[Dataset excerpt]
****************
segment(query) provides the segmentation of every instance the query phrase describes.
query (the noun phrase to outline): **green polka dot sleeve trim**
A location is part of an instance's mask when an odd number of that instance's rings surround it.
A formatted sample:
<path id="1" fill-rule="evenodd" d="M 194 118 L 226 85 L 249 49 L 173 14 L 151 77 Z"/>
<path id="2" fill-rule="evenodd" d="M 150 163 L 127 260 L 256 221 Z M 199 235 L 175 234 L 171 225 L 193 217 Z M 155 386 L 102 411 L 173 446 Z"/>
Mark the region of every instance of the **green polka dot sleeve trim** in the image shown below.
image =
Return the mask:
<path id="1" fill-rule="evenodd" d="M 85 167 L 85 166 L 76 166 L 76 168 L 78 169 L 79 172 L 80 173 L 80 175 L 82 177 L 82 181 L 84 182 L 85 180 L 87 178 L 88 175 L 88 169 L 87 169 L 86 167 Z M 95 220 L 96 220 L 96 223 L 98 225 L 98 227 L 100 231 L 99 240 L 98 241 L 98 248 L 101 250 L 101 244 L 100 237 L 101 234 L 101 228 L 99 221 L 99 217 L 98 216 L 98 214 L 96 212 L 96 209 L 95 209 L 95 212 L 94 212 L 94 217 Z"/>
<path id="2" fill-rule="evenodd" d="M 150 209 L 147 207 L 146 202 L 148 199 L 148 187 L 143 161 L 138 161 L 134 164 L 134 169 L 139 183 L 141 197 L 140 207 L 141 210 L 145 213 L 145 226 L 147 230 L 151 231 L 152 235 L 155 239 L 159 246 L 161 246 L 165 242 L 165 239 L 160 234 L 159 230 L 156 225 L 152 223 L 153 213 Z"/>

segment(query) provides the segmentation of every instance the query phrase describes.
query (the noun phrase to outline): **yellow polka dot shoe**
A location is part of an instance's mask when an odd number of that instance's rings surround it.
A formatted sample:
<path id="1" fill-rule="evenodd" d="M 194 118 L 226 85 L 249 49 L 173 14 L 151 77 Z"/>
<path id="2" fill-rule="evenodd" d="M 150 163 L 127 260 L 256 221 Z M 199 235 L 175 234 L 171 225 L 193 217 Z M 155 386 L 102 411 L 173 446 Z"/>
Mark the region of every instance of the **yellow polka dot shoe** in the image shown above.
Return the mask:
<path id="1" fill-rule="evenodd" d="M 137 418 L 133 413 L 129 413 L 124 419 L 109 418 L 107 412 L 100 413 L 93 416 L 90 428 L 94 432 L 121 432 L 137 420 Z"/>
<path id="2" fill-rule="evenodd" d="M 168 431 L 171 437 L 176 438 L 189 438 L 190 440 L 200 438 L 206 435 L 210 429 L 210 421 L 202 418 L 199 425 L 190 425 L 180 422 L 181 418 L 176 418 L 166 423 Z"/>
****************
WHAT IS REQUIRED »
Repeat the listing above line for line, keeping every character the same.

WORKED ANSWER »
segment(query) provides the segmentation of every instance the query phrase describes.
query (the noun phrase to outline): **green polka dot sleeve trim**
A location is part of an instance's mask when an odd number of that instance's rings surround it.
A formatted sample:
<path id="1" fill-rule="evenodd" d="M 194 118 L 226 85 L 249 49 L 173 14 L 151 77 Z"/>
<path id="2" fill-rule="evenodd" d="M 150 163 L 127 260 L 256 221 Z M 199 235 L 175 234 L 171 225 L 193 217 Z M 155 386 L 102 411 L 173 446 Z"/>
Mark the region of every instance of the **green polka dot sleeve trim** in the image shown below.
image =
Return the mask:
<path id="1" fill-rule="evenodd" d="M 85 167 L 85 166 L 76 166 L 76 168 L 78 169 L 79 172 L 80 173 L 80 175 L 82 177 L 82 181 L 84 182 L 85 180 L 87 178 L 88 175 L 88 169 L 87 169 L 86 167 Z M 95 220 L 96 220 L 96 223 L 98 225 L 98 227 L 100 231 L 99 240 L 98 241 L 98 248 L 101 250 L 101 244 L 100 237 L 101 234 L 101 228 L 99 221 L 99 217 L 98 216 L 98 214 L 96 212 L 96 209 L 95 209 L 95 212 L 94 212 L 94 217 Z"/>
<path id="2" fill-rule="evenodd" d="M 150 209 L 147 207 L 146 202 L 148 199 L 148 187 L 143 161 L 138 161 L 134 164 L 134 169 L 139 183 L 141 197 L 140 207 L 141 210 L 145 213 L 145 226 L 147 230 L 151 231 L 152 235 L 155 239 L 159 246 L 161 246 L 165 242 L 165 239 L 160 234 L 159 230 L 156 225 L 152 223 L 153 213 Z"/>

segment(query) provides the segmentation of every instance the query phrase describes.
query (the noun phrase to outline): **yellow polka dot shoe**
A location is part of an instance's mask when an odd number of that instance's rings surround it.
A formatted sample:
<path id="1" fill-rule="evenodd" d="M 194 118 L 226 85 L 249 49 L 173 14 L 151 77 Z"/>
<path id="2" fill-rule="evenodd" d="M 150 163 L 127 260 L 256 221 Z M 199 235 L 175 234 L 171 225 L 193 217 Z M 155 386 L 102 411 L 173 446 Z"/>
Mark the region of every instance of the **yellow polka dot shoe** in the image shown above.
Return the mask:
<path id="1" fill-rule="evenodd" d="M 137 418 L 133 413 L 129 413 L 124 419 L 109 418 L 107 412 L 100 413 L 93 416 L 90 428 L 94 432 L 121 432 L 137 420 Z"/>
<path id="2" fill-rule="evenodd" d="M 168 431 L 171 437 L 176 438 L 189 438 L 190 440 L 200 438 L 206 435 L 210 429 L 210 421 L 202 418 L 199 425 L 190 425 L 180 422 L 181 418 L 176 418 L 166 423 Z"/>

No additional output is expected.